EXERCISE PASSAGE:
***

- Born: c. 1990 (age 35–36) Singapore
- Known for: Bling Empire Fenty Beauty

= Kane Lim =

Singaporean entrepreneur (born c. 1990)

Kane Lim (born c. 1990) is a Singaporean entrepreneur, investor, and real estate developer based in Los Angeles. Lim starred in the Netflix reality TV series Bling Empire. In 2022, he launched a line of athletic leisurewear called B.L.I.N.G., which stands for "Because Life Is Not Guaranteed".

== Early life and education ==
Lim was born and raised in Singapore. His grandparents moved there from Communist China. His extended family made its fortune in the oil, shipping, and real estate industries. More recently, his father was on the board of Sian Chay Medical Institution.

At age 17, Lim got a loan from his father to invest and paid him back within two months. He made his first million before turning 20.

He moved to Los Angeles to study and decided to live there.

== Career ==

=== Investment fund ===
Lim runs his own investment fund in Los Angeles. His portfolio includes investments in real estate.

=== Real estate ===
Lim is a real estate developer and agent with Oppenheim Group. He has developed and sold upscale properties in Los Angeles in Venice Beach, Mar Vista, and Highland Park. In addition to residential properties in California, he deals with commercial property investments in Asia.

=== Philanthropy ===
Lim has been a lifelong philanthropist. From 2014 to 2015, he ran an Instagram account selling branded fashion items from his personal collection. He donated proceeds to charities including St. Jude's Research Hospital in Memphis, Tennessee and Race for the Rescues, which promotes animal welfare. He also sold items including a rare Hermès crocodile bracelet at the Singapore Red Cross Internetional Bazaar. More recently, he has supported Miracles for Kids and Uplift Services.

=== Bling Empire ===
During Bling Empire, viewers were given a look at the $300,000 sneaker collection in Lim's home.

== Personal life ==
His Buddhist faith is well documented during the series. His own parents are Christian.

***

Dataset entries
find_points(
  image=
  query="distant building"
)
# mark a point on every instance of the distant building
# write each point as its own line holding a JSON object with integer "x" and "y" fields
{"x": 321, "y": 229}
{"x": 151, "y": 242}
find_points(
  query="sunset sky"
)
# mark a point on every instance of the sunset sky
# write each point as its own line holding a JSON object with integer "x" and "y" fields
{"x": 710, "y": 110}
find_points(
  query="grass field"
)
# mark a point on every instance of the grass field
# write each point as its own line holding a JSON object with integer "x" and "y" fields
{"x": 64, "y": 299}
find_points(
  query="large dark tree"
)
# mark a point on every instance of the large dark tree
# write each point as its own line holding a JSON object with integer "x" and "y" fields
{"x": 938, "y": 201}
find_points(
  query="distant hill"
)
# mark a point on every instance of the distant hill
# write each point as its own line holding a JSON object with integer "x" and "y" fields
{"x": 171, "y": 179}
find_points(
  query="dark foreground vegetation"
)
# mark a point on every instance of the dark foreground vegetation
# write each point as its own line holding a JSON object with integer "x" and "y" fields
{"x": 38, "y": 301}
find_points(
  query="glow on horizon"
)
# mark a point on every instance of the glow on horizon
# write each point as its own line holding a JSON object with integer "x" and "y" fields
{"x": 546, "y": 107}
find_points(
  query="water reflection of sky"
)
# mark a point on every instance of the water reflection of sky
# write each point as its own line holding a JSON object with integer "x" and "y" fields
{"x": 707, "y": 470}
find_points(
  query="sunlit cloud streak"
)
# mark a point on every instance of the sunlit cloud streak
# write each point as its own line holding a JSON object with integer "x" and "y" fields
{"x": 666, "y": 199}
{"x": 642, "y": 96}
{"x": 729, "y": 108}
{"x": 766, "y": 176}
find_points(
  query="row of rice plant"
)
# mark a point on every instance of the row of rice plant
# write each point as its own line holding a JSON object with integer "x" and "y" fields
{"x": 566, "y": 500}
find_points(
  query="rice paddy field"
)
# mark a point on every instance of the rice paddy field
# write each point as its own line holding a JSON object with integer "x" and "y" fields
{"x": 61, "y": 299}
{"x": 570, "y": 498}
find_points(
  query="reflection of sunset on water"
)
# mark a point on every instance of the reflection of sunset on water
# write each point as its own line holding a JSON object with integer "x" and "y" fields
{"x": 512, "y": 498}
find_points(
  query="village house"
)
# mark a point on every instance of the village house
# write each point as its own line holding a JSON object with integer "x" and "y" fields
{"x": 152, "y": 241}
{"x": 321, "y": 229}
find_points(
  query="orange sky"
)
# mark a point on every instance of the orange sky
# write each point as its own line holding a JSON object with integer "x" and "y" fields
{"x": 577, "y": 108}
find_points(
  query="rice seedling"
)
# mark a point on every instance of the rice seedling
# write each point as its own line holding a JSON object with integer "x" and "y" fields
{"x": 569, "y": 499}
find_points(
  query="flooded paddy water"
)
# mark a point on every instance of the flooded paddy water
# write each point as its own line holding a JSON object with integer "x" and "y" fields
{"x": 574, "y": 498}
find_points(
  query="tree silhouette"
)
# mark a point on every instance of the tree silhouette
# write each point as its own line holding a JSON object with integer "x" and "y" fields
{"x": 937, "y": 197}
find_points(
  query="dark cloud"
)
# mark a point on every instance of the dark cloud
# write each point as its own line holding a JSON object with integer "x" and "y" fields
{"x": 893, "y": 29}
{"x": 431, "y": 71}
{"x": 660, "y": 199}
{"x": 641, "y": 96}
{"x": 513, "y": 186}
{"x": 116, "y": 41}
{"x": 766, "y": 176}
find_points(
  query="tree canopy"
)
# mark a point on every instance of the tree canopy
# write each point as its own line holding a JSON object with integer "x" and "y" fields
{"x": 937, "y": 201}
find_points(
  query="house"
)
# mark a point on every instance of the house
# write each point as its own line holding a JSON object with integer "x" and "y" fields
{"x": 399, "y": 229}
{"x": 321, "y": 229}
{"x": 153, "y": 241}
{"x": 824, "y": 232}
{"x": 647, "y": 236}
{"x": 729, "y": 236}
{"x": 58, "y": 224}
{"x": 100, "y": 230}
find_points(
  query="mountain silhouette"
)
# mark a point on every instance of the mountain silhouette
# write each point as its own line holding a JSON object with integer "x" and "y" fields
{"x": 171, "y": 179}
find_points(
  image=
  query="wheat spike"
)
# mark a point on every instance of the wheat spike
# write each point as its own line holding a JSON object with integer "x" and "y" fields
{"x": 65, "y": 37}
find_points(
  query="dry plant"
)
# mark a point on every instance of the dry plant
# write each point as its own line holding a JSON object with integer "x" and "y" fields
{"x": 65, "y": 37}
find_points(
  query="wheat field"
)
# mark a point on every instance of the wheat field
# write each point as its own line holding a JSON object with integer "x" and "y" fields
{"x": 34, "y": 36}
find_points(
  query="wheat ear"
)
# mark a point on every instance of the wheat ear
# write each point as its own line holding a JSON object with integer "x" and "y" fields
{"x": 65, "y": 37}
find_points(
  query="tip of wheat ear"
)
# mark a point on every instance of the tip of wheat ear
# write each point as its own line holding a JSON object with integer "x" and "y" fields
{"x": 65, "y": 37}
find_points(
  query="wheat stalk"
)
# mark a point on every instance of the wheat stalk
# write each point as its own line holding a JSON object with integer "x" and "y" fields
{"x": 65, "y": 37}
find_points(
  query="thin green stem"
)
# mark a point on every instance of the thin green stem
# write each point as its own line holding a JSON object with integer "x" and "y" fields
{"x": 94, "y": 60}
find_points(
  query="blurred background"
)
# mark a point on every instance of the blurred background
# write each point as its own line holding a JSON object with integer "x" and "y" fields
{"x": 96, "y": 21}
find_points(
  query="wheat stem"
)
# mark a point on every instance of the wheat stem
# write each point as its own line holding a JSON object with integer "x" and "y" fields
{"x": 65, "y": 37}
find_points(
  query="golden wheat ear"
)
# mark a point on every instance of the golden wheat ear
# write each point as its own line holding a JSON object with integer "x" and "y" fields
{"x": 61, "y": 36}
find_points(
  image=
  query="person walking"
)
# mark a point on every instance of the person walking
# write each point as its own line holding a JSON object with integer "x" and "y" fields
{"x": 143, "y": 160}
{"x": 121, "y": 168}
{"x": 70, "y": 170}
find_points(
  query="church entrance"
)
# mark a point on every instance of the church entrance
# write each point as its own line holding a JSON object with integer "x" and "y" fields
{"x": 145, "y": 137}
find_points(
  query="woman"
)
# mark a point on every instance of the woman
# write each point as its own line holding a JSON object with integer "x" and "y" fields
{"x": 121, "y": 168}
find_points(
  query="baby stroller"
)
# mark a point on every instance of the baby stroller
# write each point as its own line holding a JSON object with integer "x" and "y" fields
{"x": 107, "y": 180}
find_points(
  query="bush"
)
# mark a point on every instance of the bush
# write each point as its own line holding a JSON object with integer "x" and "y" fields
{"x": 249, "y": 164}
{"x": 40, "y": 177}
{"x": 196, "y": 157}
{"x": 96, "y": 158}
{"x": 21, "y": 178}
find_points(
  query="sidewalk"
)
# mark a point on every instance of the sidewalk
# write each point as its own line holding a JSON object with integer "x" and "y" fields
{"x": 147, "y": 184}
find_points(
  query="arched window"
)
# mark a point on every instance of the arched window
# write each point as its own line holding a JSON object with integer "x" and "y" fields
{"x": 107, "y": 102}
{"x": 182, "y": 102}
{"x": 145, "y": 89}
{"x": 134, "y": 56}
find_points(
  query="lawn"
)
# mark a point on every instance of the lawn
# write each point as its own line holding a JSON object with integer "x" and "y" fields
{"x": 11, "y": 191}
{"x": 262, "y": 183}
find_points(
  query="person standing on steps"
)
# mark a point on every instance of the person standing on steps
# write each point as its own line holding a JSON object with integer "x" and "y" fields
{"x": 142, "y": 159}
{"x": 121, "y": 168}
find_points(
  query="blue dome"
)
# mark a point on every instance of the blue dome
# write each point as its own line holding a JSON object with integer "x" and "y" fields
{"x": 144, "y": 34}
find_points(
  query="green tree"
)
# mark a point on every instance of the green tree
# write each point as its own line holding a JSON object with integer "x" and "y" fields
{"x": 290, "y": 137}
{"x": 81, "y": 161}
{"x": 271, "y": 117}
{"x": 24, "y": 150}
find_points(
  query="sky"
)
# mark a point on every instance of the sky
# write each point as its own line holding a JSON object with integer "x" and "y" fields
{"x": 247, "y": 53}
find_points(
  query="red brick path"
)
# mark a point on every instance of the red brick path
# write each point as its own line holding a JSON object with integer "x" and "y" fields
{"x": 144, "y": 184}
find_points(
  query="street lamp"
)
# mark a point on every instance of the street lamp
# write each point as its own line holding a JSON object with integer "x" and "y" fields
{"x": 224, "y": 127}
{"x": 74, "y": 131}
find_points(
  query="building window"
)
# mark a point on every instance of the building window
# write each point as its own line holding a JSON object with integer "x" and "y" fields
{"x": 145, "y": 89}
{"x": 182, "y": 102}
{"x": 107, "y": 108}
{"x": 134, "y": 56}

***

APPLY WHAT YOU READ:
1. In the Kane Lim article, transcribe the text from "Singaporean entrepreneur (born" up to and including "to live there.".
2. Rewrite as a short list the paragraph in the Kane Lim article that begins "Lim was born and raised in Singapore", keeping its main facts.
3. According to the Kane Lim article, what does the name of his leisurewear line, B.L.I.N.G., stand for?

SOLUTION LIST:
1.
Singaporean entrepreneur (born c. 1990)

Kane Lim (born c. 1990) is a Singaporean entrepreneur, investor, and real estate developer based in Los Angeles. Lim starred in the Netflix reality TV series Bling Empire. In 2022, he launched a line of athletic leisurewear called B.L.I.N.G., which stands for "Because Life Is Not Guaranteed".

== Early life and education ==
Lim was born and raised in Singapore. His grandparents moved there from Communist China. His extended family made its fortune in the oil, shipping, and real estate industries. More recently, his father was on the board of Sian Chay Medical Institution.

At age 17, Lim got a loan from his father to invest and paid him back within two months. He made his first million before turning 20.

He moved to Los Angeles to study and decided to live there.

2.
- Born and raised in Singapore
- Grandparents moved to Singapore from Communist China
- Extended family made its fortune in oil, shipping, and real estate
- Father was more recently on the board of Sian Chay Medical Institution

3. "Because Life Is Not Guaranteed"